### Instructions
1. Decide whether each statement below agrees with the article on Obama's Afghanistan troop decision, answering yes or no and quoting the words of the article that settle it: (a) In 2009 Obama sent the full number of troops Gen. Stanley McChrystal requested. (b) The White House has been leaking that no more than 8,000 U.S. troops would stay in Afghanistan past 2014. (c) The writer's main concern with the Journal report is the troop figure recommendation.
2. Resume the article on Obama's Afghanistan troop decision, starting right after its final sentence.

··· Selected text

Obama’s Choice in Afghanistan

Max Boot01.22.2014

If the Wall Street Journal is to be believed, U.S. military commanders are telling President Obama that he should leave either 10,000 U.S. troops in Afghanistan after 2014 or none at all. This seems like wise advice given the president’s proven predilection for splitting the difference–and for providing only the barest of bare bones necessary to carry out a strategy. For example, when he ordered the initial surge of forces into Afghanistan in 2009, he sent 30,000 troops, not the 40,000 that Gen. Stanley McChrystal had asked for, and imposed a time limit that hindered their mission.

For months, the White House has been leaking that no more than 8,000 U.S. troops would remain in Afghanistan past 2014–and possibly quite a few fewer. The military is right to warn that at a certain level, U.S. forces cannot sustain or defend themselves or their colleagues in the State Department and intelligence agencies. A handful of commandos cannot drop out of the sky and operate successfully–they need an infrastructure in place to support them. Same goes for military trainers, advisers, diplomats, and spies. 

So to that extent the military’s advice is on the money–although it is certain to be unwelcome in the White House which has long had a neuralgic reaction to leaks of force recommendations which Obama believes (perhaps rightly) are an attempt to “box him in” by the armed forces. 

But for an outside analyst what is troubling about the Journal report is not the troop figure recommendation. It is, rather, that the military is supposedly telling Obama, as a sweetener, that the entire force can be withdrawn by the time he leaves office–i.e., by early 2017.

······
··· Data lines

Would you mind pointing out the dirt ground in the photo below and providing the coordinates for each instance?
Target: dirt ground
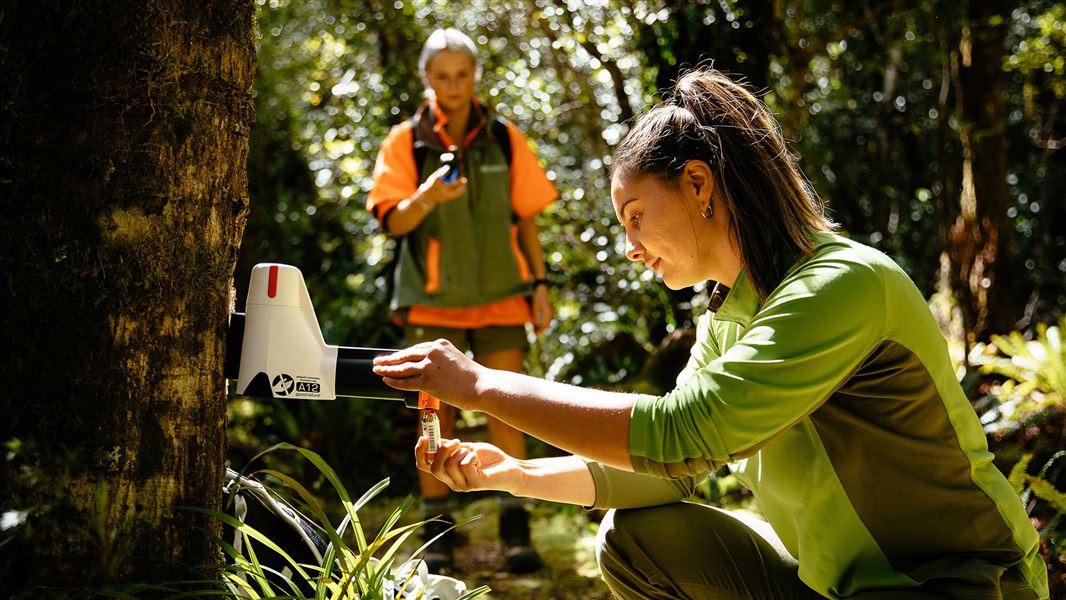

······

### Answers to each task
1.
(a) No: "he sent 30,000 troops, not the 40,000 that Gen. Stanley McChrystal had asked for"
(b) Yes: "no more than 8,000 U.S. troops would remain in Afghanistan past 2014"
(c) No: "what is troubling about the Journal report is not the troop figure recommendation"

2.
It is hard to imagine how any responsible commander could so recommend at this point–i.e., in early 2014–so perhaps the report is inaccurate. I hope so, because it is simply impossible to know now what Afghanistan will look like in 2017. Perhaps Afghan forces will have made so much progress by then that they will no longer need much American support. That is certainly what everyone, including me, hopes. But it’s not likely to happen given the extreme poverty of Afghanistan and the size of the security challenge it faces from an undefeated Taliban insurgency.

If history has taught anything, it is that premature pullouts of U.S. forces can sacrifice all that they have fought so hard to achieve. See, most recently, Iraq. Or before that, Haiti, Somalia, Vietnam, post-World War I Europe… the list is a long one of squandered opportunities. Whereas if U.S. forces stay for the long-term, near-miraculous progress is possible. See Germany, Japan, Italy, the former Yugoslavia, South Korea, and other examples.

It is certainly possible, even probable, that U.S. forces in Afghanistan will be able to responsibly draw down over the years. But any such withdrawal should be based on realities on the ground–not on an artificial desire to give President Obama a political coup by announcing the “end” of the Afghan War before the end of his term of office. We’ve seen in Iraq that a similar impulse led to more war, not less. The same danger looms in Afghanistan.